TRAVAIL À FAIRE:
• A. Répondez aux questions suivantes à partir de l'extrait sur les républicains et la fiscalité :
(i) De quel État Mitch McConnell est-il sénateur ?
(ii) Quel plafond de revenu annuel visait la formule d'allègement fiscal d'Asa Hutchinson ?
(iii) Selon Thom Tillis, à qui la taxe sur la vente imposée par son rival nuisait-elle plus qu'à quiconque ?
• B. Poursuivez l'extrait sur les républicains et la fiscalité à partir de sa dernière phrase.

EXTRAIT DU DOCUMENT:
On s’attendrait à entendre ce genre de discours dans la bouche de Démocrates, voire de socialistes. Mais Wehby, Cassidy et Cotton sont Républicains.
11.Le salaire minimum
Nombre de Républicains ont traîné des pieds sur la question, mais certains ont cautionné une augmentation du salaire minimum. Il s’agit notamment de Rick Snyder, d’Asa Hutchinson de l’Arkansas, de Bruce Rauner de l’Illinois, de Shelley Moore Capito de Virginie Occidentale et de Charlie Baker, du Massachusetts.
12.La réduction des impôts sur le revenu
Plusieurs républicains, dont Baker, Gardner et le sénateur Mitch McConnell du Kentucky, ont prôné cette solution pour donner un coup de pouce aux travailleurs modestes. McConnell l’a qualifiée de «meilleur moyen de cibler les personnes à bas revenus» ayant besoin d’aide.
13.La taxation progressive
Les riches paient plus d’impôts, et ceux sont donc eux qui profitent le plus de la position anti-taxes du Good Old Party. Mais pendant ces élections, les républicains se sont concentrés sur les impôts des citoyens ordinaires. Thom Tillis, élu sénateur en Caroline du Nord, n'a eu de cesse de déplorer que son rival ait imposé une taxe sur la vente qui «nuisait aux familles pauvres et laborieuses plus qu'à quiconque». Le gouverneur Tom Corbett, battu en Pennsylvanie, n’a pas dit autre chose.
Dans le Massachusetts, Baker a critiqué les démocrates pour avoir augmenté les taxes sur l'essence, sur les services publics et les droits d'enregistrement quotidiens, qui toutes frappent les classes moyennes. Dans l’Illinois, Rauner a affirmé que les taxes sur la vente devraient cibler «des services davantage orientés vers les entreprises plutôt que vers les familles à revenus modestes qui travaillent». Dans l’Arkansas, la formule d’allègement fiscal d’Asa Hutchinson visait ceux qui gagnent 75.000 dollars ou moins par an. Certains candidats républicains et libertariens, notamment le gouverneur de droite Sam Brownback dans le Kansas, ont appelé à la suppression des impôts sur le revenu pour les plus bas salaires.

DONNÉES FOURNIES:

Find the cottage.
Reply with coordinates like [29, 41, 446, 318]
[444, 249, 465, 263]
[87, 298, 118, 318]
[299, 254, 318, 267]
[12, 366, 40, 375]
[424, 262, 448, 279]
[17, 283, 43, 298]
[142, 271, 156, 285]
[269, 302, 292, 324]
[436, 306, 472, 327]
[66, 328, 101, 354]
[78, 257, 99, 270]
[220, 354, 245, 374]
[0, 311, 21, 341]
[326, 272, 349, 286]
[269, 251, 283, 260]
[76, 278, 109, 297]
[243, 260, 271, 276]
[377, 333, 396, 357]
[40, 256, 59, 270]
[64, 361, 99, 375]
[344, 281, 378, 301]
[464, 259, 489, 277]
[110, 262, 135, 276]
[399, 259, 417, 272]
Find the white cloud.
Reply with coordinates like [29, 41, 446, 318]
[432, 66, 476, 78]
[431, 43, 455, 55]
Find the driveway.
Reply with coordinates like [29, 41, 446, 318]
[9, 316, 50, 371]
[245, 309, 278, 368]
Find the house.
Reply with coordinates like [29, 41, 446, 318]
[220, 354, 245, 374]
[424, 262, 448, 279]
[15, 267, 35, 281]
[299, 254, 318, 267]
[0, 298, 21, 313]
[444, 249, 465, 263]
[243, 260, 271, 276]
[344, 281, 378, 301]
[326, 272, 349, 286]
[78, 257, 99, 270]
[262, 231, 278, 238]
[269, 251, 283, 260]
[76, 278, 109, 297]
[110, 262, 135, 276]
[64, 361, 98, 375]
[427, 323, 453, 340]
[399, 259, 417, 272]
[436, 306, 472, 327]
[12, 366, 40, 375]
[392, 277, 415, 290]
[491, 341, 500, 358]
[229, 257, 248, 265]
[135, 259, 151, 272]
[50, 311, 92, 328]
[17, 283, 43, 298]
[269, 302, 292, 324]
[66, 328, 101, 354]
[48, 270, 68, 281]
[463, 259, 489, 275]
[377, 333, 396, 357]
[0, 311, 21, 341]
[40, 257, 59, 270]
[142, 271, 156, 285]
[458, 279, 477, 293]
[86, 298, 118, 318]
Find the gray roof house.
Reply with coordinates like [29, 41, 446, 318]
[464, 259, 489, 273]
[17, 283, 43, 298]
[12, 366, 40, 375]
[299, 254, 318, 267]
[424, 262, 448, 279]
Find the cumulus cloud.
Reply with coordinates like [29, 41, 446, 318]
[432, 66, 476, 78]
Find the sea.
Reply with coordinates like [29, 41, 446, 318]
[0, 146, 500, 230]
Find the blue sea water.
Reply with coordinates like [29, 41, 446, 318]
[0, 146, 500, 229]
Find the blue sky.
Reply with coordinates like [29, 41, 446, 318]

RÉPONSES ATTENDUES:
• A.
(i) Le Kentucky.
(ii) 75.000 dollars ou moins par an.
(iii) Aux familles pauvres et laborieuses.

• B.
Les Républicains ont décliné d’autres idées progressistes. Ils ont rabâché les thèmes de l'injustice de la réduction de Medicare, de l’importance des opportunités scolaires incarnant «un grand facteur d'égalité» et de la folie de jouer l'argent des retraites sur le marché boursier. Ils ont admis que le système des soins de santé était un droit fondamental, tourné en ridicule les riches posant comme la «classe moyenne» et défendu le système du «midnight basketball» [dispositif datant des années 1990 consistant à proposer des activités comme le basket aux jeunes traînant la nuit dans les rues pour lutter contre la délinquance].
Non, les républicains ne se sont pas transformés en progressistes. Ils sont toujours allergiques aux impôts et imputent tout ce qui va de travers au président Obama, à l’Obamacare et au big government. Mais leur intérêt pour la stagnation des salaires et la stratification des classes sociales reflète le climat économique et social actuel. Or, lorsque vous utilisez des repères égalitaristes pour mettre l’opposition en accusation, ces repères perdurent.
Lors des prochaines élections, les Républicains aussi seront jugés à l’aune du revenu médian, du chômage des Noirs et de la manière dont ils paient les femmes. Ils devront rendre compte du taux de pauvreté, de la charge fiscale qui pèse sur les petits revenus et du fossé croissant entre investisseurs et travailleurs. Ce sont ces repères de base, et non la composition partisane du Congrès, qui indiquent la direction fondamentale empruntée par le pays.